### DESCRIPTION OF THE TASK
Convert every line of the material below into a JSON list of strings, one string per line, with blank lines omitted. Leave the pictures out of the list.

### INPUT RECORDS
..........
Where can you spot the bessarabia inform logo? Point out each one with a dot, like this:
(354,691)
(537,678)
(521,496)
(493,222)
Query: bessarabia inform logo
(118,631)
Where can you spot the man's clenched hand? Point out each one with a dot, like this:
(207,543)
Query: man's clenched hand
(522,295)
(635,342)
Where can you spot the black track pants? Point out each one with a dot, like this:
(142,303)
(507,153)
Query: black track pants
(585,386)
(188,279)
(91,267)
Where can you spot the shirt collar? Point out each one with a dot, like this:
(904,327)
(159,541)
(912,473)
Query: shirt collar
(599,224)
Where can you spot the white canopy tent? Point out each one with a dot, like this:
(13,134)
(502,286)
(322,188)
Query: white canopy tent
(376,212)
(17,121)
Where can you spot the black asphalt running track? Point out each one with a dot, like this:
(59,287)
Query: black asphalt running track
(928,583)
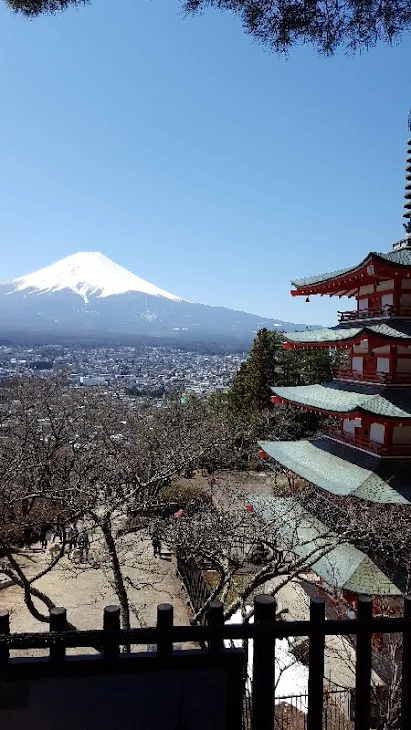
..........
### SOLUTION TO THIS TASK
[
  "Where can you spot the bessarabia inform logo? Point out each one with a dot, like this:",
  "(354,691)",
  "(537,678)",
  "(521,496)",
  "(493,222)",
  "Query: bessarabia inform logo",
  "(118,631)",
  "Where can you spot the man's clenched hand? Point out each one with a dot, like this:",
  "(207,543)",
  "Query: man's clenched hand",
  "(522,295)",
  "(635,342)",
  "Where can you spot the black track pants? Point out each one with a dot, like this:",
  "(142,303)",
  "(507,153)",
  "Query: black track pants",
  "(585,386)",
  "(188,279)",
  "(91,267)",
  "Where can you spot the shirt collar? Point out each one with a dot, like this:",
  "(904,327)",
  "(159,541)",
  "(912,473)",
  "Query: shirt collar",
  "(599,224)",
  "Where can you spot the white canopy tent? Point out each one with a dot, like this:",
  "(13,134)",
  "(502,286)",
  "(322,188)",
  "Query: white canopy tent",
  "(376,212)",
  "(17,121)",
  "Where can you spot the black asphalt running track? Point out each one with a dot, like this:",
  "(59,287)",
  "Query: black asphalt running track",
  "(928,583)"
]